Copy every one of the items below word for word, keeping each line as it stands.

----------

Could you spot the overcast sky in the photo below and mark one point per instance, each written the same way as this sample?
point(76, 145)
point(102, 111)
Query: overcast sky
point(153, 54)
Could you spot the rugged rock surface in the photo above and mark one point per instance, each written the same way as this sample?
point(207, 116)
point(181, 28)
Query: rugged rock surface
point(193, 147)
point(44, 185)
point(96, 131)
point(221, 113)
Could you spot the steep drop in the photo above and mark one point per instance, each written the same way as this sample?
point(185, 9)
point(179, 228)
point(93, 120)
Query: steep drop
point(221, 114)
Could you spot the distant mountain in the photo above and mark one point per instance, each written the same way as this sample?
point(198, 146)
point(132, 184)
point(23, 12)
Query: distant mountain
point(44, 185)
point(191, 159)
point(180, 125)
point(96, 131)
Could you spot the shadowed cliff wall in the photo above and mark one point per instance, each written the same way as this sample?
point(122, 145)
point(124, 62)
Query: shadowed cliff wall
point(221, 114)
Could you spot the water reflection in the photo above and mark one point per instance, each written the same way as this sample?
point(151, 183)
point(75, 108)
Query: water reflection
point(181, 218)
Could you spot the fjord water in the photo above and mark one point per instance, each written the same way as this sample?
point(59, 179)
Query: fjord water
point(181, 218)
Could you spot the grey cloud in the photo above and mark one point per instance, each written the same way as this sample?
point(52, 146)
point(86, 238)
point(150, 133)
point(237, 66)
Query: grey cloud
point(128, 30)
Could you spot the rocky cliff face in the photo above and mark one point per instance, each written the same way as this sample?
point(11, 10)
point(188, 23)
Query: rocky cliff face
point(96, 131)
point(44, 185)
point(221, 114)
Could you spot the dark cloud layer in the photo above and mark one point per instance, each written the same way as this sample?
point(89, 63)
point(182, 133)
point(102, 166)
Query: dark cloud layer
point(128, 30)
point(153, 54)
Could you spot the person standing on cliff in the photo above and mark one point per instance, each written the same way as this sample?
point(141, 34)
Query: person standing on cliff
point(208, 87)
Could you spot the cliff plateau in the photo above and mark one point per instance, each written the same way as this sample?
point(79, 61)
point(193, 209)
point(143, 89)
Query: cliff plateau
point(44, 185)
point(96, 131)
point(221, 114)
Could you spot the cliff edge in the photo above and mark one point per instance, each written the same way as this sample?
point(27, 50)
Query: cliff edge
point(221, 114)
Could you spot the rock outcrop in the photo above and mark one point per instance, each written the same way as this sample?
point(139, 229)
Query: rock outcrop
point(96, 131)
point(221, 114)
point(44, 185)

----------

## Written response
Could you spot the overcast sky in the photo below and mark one point per instance, each written the same way as this sample?
point(76, 145)
point(102, 111)
Query: overcast sky
point(153, 54)
Could you spot the rugged rock surface in the photo above and mark one point per instance, each written the same way as this sample?
point(207, 116)
point(181, 28)
Query: rugged rock surface
point(193, 147)
point(44, 185)
point(96, 131)
point(221, 113)
Could you spot the steep drop in the photo above and mark one point per instance, each written the same way as this sample?
point(185, 9)
point(179, 228)
point(93, 120)
Query: steep drop
point(221, 114)
Could you spot the distant mountain in the photo above and mark one point per instance, each written the same way as this sample?
point(198, 146)
point(132, 184)
point(23, 12)
Query: distant mountain
point(44, 185)
point(191, 159)
point(180, 125)
point(96, 131)
Could you spot the shadowed cliff wall in the photo above and mark one point per instance, each written the same way as this sample?
point(122, 145)
point(124, 62)
Query: shadowed cliff wall
point(221, 114)
Could you spot the water reflection in the photo above and mark one point per instance, each written the same way as this sample?
point(151, 183)
point(75, 108)
Query: water reflection
point(181, 218)
Could you spot the fjord water in the photo above and mark one point per instance, each written the same way as this sample?
point(59, 179)
Query: fjord water
point(181, 218)
Could you spot the grey cloud in the photo above and mark one point per instance, each written the same way as this sample?
point(52, 146)
point(86, 238)
point(150, 133)
point(237, 66)
Query: grey cloud
point(128, 30)
Could you spot the rocky cliff face in the photo above and mark one point per instance, each written the same way as this sample?
point(11, 10)
point(188, 23)
Query: rocky cliff face
point(96, 131)
point(44, 185)
point(221, 114)
Could you spot the dark cloud layer in the photo above and mark one point per instance, each written the same way as this sample?
point(89, 63)
point(182, 133)
point(102, 166)
Query: dark cloud layer
point(128, 30)
point(153, 54)
Could you spot the person standing on cliff in the photo above and mark one point per instance, each written the same way as this sample?
point(141, 34)
Query: person standing on cliff
point(208, 87)
Could you spot the cliff plateau in the photo above and mark one point per instance, each written the same way as this sample?
point(79, 61)
point(193, 209)
point(143, 89)
Query: cliff plateau
point(44, 185)
point(96, 131)
point(221, 114)
Could you spot the cliff edge in the photo above and mark one point per instance, each written the same way as this sample?
point(27, 50)
Query: cliff edge
point(221, 114)
Could you spot the rock outcrop in the photo above and mark one point per instance, each written the same way as this sample?
point(139, 229)
Query: rock outcrop
point(96, 131)
point(221, 114)
point(44, 185)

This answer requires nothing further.